■ WHAT IS REQUIRED:
From the first line to the last, return the material exactly.

■ PROVIDED ENTRIES:
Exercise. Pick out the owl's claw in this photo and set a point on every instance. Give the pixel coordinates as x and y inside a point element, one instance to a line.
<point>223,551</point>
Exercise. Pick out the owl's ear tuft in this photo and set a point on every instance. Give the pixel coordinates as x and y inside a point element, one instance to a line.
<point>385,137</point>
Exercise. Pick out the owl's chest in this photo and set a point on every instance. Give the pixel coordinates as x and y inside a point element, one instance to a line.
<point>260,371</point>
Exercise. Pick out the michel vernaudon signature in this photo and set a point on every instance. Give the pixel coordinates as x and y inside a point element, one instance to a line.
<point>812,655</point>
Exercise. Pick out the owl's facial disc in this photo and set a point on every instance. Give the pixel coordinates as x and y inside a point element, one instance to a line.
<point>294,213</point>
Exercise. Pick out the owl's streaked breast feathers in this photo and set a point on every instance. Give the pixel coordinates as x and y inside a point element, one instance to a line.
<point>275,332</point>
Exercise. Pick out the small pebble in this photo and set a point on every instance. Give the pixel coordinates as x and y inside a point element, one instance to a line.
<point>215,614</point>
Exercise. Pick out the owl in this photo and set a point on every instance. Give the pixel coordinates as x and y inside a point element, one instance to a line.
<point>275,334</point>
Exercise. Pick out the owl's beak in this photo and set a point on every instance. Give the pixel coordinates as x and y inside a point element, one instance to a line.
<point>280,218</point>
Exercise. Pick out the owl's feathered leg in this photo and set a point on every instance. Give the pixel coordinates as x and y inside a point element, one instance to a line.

■ WRITTEN ANSWER:
Exercise. Pick out the owl's claw in this photo and set a point on every instance. Give the pixel coordinates as x and y inside a point element, one instance to a line.
<point>223,551</point>
Exercise. Pick out the owl's ear tuft in this photo and set a point on every instance. Give the pixel coordinates as x and y inside a point element, one instance to a line.
<point>385,137</point>
Exercise. Pick out the owl's chest in this photo and set a point on every instance. Give the pixel coordinates as x and y inside a point element, one instance to a line.
<point>260,371</point>
Exercise. Pick out the michel vernaudon signature in this photo and set a point on every instance. Give the pixel coordinates as x and y inside a point element, one instance to a line.
<point>812,655</point>
Exercise. Pick out the owl's facial disc in this photo and set a point on every instance. Give the pixel coordinates as x and y inside a point element, one instance to a line.
<point>294,213</point>
Exercise. Pick out the owl's streaked breast feathers in this photo and set a point on every instance. Give the pixel coordinates as x and y inside a point element, one instance to a line.
<point>275,332</point>
Exercise. Pick out the small pebble in this photo and set a point on every instance. Give the pixel coordinates as x and y inside a point element, one instance to a line.
<point>215,614</point>
Exercise. Pick out the owl in this photo and set a point on every instance. Give the pixel coordinates as x and y inside a point element, one instance to a line.
<point>275,334</point>
Exercise. Pick out the owl's beak in this photo and set a point on every instance. Give the pixel coordinates as x and y inside a point element, one instance to a line.
<point>280,218</point>
Exercise. Pick out the owl's feathered leg in this photo and set a point on every instance. Give the pixel coordinates as x and y inside a point element, one instance to a line.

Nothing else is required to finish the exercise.